What to do:
Write out exactly the lines running from the one that contains "Point to the deer nose" through the end of the material.

Pointing and labeling entries:
-------

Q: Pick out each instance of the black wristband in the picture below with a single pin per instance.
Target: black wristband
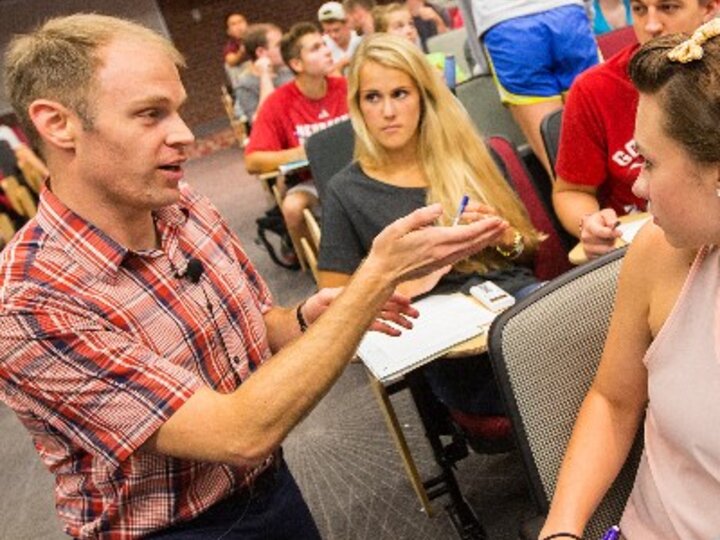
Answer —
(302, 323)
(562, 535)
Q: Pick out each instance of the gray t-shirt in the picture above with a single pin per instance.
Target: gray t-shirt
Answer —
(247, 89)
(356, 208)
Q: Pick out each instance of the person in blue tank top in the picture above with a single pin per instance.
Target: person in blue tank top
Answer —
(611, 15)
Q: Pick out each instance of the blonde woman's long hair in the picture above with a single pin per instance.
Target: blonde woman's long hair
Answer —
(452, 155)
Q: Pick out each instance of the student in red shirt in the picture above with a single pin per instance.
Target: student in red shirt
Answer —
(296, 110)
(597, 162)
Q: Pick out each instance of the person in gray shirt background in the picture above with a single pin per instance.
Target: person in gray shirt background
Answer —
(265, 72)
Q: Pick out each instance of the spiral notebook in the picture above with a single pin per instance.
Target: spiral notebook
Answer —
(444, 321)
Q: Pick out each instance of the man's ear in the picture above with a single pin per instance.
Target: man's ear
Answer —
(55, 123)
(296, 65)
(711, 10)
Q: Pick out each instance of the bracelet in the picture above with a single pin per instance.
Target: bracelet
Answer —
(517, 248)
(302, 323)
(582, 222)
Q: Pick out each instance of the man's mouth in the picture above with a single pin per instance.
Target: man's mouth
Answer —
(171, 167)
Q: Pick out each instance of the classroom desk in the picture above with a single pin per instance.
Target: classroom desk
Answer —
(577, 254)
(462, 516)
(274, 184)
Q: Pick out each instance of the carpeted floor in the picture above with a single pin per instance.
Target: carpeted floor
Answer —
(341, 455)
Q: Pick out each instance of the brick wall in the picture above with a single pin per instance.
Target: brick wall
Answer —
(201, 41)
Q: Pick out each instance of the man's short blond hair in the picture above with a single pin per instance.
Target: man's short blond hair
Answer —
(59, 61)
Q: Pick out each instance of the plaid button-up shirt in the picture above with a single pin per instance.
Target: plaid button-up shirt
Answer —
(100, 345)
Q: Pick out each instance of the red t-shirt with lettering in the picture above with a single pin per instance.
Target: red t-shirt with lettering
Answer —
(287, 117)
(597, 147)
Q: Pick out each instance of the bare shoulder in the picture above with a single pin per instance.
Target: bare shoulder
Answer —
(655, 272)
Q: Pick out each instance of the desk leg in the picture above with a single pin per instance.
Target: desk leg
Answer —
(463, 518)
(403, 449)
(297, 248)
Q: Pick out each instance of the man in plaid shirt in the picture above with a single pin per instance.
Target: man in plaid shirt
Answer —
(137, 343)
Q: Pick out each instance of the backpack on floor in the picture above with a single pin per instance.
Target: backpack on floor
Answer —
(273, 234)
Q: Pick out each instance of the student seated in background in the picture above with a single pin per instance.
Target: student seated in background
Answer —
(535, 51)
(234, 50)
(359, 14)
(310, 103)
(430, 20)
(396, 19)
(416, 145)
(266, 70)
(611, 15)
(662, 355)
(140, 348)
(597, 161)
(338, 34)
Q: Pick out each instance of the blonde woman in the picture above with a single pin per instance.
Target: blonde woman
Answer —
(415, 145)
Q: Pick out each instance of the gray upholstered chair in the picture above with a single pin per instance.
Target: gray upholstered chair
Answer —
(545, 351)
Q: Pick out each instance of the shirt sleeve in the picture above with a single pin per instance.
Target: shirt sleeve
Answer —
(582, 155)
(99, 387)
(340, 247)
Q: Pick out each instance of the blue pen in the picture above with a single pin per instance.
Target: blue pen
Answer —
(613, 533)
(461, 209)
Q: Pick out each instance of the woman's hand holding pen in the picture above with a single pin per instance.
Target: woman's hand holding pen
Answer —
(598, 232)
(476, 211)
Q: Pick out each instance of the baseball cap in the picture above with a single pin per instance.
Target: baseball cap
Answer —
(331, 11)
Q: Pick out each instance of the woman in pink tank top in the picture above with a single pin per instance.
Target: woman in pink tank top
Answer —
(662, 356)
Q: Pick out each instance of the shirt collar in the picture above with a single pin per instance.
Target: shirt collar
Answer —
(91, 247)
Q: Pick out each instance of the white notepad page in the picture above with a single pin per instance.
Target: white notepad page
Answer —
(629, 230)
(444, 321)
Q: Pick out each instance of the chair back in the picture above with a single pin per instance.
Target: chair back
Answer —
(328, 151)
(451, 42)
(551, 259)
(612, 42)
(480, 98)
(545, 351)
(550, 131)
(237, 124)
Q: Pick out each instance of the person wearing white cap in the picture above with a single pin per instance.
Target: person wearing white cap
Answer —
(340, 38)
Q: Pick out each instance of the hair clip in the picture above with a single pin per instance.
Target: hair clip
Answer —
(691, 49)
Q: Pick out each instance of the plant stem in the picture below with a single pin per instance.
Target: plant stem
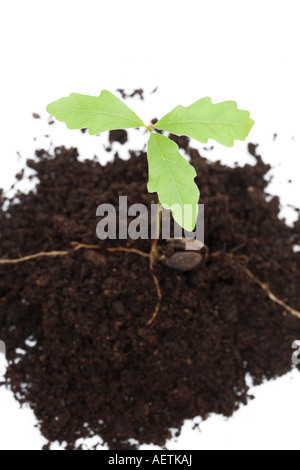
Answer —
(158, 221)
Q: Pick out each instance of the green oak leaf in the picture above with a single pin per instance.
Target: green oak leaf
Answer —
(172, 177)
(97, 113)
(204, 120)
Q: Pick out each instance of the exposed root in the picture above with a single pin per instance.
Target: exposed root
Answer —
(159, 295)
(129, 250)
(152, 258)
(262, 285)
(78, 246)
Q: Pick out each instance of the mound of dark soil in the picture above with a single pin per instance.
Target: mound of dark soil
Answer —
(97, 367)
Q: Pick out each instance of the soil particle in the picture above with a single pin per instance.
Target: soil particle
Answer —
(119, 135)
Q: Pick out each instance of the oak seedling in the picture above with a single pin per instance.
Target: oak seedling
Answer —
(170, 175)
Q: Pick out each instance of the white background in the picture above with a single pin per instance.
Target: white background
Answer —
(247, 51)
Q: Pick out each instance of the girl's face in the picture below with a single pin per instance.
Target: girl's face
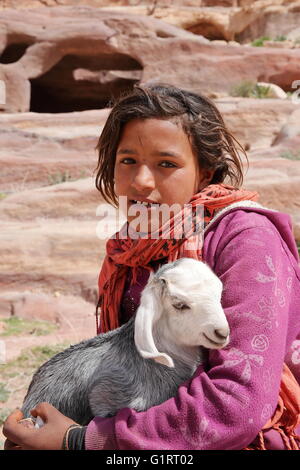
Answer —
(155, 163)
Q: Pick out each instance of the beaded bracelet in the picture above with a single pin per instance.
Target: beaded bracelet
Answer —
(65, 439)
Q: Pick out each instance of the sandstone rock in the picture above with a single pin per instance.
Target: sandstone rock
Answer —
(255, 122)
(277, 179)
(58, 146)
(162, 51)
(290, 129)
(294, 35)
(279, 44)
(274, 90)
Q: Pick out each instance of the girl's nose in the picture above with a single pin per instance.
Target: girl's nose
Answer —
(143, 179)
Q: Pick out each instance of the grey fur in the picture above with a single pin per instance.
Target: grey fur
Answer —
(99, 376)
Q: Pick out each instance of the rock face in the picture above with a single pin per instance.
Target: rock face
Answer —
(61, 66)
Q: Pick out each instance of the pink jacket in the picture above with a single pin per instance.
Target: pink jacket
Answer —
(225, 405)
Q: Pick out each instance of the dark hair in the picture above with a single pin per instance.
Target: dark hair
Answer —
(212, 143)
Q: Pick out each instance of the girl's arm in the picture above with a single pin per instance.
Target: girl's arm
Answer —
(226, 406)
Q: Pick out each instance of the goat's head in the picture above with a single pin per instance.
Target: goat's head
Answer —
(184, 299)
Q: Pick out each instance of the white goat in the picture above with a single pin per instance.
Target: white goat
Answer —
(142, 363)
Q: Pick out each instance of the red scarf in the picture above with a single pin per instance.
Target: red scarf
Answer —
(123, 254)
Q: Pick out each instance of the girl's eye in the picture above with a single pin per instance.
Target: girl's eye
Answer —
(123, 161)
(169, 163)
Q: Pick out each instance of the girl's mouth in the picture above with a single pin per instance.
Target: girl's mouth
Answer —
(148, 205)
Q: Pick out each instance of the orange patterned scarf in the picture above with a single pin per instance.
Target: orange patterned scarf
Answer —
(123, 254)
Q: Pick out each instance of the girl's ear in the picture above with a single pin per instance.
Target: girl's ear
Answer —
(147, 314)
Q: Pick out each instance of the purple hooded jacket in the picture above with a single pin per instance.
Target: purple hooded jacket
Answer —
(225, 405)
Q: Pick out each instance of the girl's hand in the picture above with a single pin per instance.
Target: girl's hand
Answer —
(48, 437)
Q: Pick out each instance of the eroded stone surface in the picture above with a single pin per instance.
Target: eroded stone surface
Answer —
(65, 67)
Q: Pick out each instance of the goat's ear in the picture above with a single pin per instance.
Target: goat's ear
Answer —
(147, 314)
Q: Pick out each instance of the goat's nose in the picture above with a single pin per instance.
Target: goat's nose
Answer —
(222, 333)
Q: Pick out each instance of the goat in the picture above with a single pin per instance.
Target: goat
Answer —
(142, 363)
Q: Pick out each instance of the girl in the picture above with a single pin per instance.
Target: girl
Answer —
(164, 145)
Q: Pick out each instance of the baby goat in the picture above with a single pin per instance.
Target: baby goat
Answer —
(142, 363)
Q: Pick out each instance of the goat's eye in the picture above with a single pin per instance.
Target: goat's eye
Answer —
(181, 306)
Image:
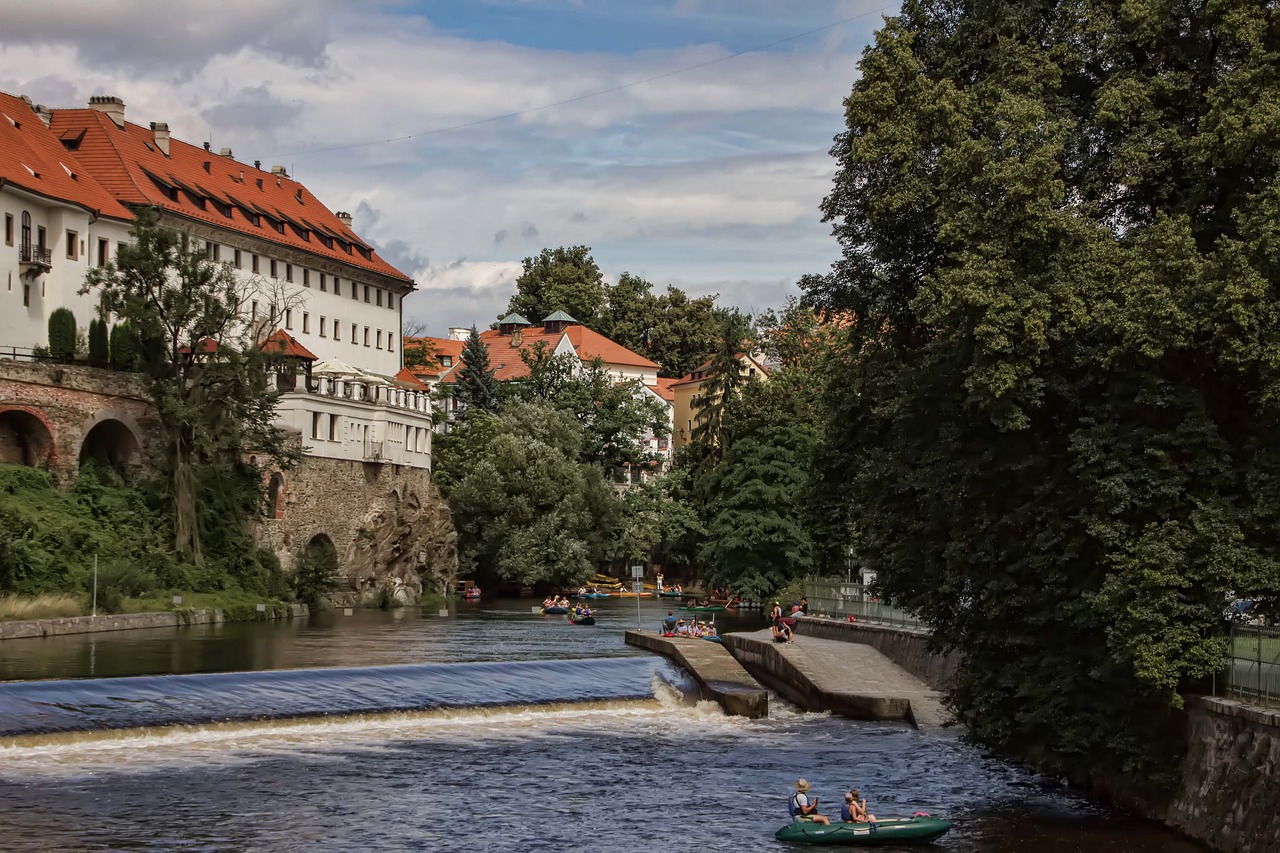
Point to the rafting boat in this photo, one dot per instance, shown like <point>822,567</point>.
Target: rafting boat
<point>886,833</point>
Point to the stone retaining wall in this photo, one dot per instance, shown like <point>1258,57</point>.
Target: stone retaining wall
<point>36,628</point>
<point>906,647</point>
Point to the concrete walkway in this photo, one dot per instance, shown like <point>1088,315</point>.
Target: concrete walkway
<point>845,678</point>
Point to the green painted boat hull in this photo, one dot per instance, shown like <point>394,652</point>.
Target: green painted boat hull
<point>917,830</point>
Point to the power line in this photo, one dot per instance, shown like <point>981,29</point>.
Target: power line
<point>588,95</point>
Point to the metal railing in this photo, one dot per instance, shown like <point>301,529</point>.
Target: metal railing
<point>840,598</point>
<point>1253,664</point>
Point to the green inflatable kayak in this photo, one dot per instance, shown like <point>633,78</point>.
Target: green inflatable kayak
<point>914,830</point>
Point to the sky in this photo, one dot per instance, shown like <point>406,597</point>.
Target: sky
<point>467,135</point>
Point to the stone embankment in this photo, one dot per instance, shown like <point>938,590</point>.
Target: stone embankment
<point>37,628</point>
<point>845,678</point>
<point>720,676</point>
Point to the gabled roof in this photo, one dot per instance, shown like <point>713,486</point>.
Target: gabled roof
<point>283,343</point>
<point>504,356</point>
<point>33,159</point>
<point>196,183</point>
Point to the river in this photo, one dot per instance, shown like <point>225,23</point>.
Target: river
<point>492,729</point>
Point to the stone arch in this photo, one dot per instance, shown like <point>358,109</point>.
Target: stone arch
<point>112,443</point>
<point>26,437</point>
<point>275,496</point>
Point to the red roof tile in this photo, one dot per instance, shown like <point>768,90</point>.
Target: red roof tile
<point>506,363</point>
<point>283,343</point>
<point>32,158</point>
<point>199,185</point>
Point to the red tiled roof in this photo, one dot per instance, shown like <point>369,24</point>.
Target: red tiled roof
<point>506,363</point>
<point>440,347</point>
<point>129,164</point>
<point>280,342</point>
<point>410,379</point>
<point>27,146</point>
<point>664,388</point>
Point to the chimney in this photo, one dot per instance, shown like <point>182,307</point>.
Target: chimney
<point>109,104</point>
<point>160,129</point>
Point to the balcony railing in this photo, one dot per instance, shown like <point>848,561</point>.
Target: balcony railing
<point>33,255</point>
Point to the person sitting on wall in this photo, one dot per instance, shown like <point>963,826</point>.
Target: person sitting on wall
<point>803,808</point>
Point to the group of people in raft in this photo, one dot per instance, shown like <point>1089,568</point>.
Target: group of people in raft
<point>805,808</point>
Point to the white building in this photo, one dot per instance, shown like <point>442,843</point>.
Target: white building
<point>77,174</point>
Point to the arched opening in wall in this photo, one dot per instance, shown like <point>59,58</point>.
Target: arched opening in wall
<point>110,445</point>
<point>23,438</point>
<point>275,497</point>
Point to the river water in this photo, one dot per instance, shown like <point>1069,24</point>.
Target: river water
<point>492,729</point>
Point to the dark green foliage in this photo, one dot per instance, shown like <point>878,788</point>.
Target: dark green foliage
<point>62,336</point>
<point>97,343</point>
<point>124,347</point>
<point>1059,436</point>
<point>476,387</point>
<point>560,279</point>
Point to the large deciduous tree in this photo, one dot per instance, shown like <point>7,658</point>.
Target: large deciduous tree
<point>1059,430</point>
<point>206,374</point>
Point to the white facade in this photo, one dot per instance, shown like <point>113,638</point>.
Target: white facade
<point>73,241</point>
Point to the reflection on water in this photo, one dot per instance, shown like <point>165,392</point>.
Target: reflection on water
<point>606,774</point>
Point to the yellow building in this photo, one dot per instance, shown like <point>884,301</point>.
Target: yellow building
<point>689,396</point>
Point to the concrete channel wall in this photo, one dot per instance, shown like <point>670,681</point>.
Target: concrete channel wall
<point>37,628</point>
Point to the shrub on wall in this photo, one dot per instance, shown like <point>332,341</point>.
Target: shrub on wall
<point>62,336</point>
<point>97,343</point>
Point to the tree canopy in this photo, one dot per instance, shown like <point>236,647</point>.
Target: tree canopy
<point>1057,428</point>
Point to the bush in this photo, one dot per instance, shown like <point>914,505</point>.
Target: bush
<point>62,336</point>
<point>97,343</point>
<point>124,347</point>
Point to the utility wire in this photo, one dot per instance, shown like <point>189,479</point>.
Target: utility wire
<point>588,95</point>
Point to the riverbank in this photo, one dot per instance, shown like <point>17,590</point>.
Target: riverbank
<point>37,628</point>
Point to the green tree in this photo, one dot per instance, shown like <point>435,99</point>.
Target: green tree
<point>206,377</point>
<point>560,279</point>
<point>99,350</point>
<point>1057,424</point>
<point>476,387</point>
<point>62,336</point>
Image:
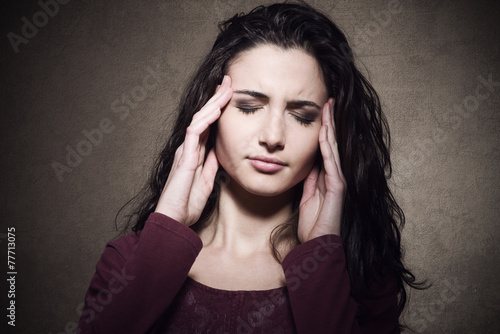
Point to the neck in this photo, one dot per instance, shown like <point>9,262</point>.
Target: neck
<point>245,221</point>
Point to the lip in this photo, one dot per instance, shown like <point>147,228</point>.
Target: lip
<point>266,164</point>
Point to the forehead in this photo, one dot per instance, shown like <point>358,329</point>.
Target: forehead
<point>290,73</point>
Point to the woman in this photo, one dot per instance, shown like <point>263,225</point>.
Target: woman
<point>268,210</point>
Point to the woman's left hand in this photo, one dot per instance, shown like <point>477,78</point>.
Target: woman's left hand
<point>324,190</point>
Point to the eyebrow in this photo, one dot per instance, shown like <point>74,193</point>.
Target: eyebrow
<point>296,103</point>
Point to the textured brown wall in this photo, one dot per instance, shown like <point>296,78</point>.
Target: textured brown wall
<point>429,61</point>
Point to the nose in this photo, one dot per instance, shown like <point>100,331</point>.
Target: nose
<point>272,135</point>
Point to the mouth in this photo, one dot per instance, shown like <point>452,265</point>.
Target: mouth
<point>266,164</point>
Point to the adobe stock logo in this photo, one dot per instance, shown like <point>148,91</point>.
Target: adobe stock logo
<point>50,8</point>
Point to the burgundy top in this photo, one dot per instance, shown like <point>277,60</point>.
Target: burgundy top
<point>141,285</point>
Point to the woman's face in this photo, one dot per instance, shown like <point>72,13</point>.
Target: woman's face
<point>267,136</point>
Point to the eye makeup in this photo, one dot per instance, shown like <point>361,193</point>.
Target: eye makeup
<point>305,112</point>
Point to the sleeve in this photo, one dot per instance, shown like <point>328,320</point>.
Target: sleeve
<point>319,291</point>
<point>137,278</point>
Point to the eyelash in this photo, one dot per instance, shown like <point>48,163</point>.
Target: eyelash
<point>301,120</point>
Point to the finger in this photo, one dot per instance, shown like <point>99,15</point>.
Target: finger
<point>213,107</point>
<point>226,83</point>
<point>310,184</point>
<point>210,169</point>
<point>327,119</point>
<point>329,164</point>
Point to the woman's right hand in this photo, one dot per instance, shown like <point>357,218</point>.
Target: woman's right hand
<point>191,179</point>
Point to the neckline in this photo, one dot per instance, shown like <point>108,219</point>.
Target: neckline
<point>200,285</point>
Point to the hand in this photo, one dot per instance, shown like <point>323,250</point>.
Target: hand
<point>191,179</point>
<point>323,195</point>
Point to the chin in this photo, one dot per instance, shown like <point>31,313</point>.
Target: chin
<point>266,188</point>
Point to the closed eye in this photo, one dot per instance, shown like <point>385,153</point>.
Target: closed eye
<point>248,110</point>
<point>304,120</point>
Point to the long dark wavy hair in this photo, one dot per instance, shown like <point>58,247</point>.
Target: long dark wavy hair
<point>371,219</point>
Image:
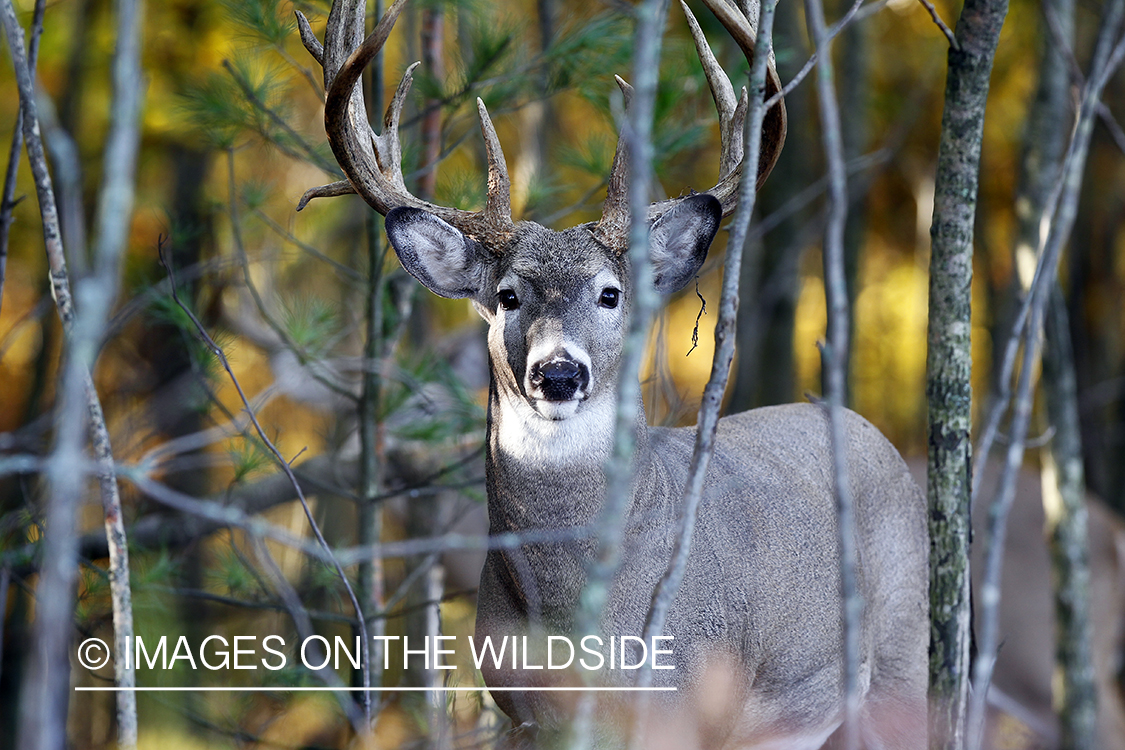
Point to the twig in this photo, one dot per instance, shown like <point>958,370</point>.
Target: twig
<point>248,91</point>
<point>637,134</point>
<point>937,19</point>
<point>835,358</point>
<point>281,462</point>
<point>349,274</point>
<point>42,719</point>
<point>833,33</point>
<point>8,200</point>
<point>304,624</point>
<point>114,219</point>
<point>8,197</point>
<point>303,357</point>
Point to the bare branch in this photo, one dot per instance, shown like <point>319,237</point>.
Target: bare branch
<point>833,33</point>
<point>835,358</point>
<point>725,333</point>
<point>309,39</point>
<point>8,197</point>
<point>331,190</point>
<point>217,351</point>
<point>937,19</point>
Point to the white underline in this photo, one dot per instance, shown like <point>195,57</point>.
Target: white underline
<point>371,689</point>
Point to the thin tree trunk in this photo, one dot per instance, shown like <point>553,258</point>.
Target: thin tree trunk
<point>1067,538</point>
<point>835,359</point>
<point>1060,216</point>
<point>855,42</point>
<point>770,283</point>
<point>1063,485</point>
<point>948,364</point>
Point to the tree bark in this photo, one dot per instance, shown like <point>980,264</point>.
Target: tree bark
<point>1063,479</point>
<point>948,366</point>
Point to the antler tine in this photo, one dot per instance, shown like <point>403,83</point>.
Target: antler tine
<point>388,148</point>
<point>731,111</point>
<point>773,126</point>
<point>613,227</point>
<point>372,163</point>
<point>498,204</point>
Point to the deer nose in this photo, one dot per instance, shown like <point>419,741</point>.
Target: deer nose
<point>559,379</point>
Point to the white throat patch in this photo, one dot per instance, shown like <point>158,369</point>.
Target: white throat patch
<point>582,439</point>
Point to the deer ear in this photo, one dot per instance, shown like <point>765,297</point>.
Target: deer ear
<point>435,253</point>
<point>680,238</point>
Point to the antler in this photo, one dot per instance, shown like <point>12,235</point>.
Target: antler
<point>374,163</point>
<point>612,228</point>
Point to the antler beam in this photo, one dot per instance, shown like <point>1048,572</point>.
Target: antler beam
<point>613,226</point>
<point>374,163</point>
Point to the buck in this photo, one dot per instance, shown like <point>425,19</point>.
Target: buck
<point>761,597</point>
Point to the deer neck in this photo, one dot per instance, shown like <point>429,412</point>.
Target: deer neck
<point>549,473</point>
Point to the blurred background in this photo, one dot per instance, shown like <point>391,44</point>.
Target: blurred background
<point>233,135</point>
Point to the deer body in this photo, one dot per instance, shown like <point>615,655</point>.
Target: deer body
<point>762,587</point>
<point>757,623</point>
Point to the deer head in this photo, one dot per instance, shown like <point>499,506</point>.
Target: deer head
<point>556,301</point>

-------

Answer for the task:
Point to the deer nose in this photo, one dot per instance, shown like <point>419,741</point>.
Target: deer nose
<point>559,379</point>
Point to the white throat patch in this photo, one dot per instance, shown like <point>158,369</point>.
Target: white throat patch
<point>582,439</point>
Point to the deer ear in this photo, one dot per instance, shown like <point>765,297</point>.
Target: deer ear
<point>435,253</point>
<point>680,238</point>
Point to the antler in this photo, one dot per instance, shown like <point>12,235</point>.
Target: antler
<point>374,163</point>
<point>612,228</point>
Point to the antler beam in this photo, one dot per instance, shown like <point>1048,572</point>.
Target: antler beam
<point>613,226</point>
<point>374,163</point>
Point to the buck in this photo, one dot per instance, shown like <point>425,19</point>.
Target: buck
<point>761,597</point>
Point to the deer neck in this photo, one dot per instance, shown like <point>429,412</point>.
Target: deer neck
<point>549,473</point>
Point to the blurred background in this photo, one dot per instance, shown like <point>391,44</point>.
Target: blurred background
<point>233,135</point>
Point to the deer body in this photo, one dot per instance, shown like <point>615,655</point>.
Target: deer body
<point>762,587</point>
<point>757,623</point>
Point to the deer head in this photo, one dot per instance, shown like <point>499,506</point>.
Target: deer head
<point>556,301</point>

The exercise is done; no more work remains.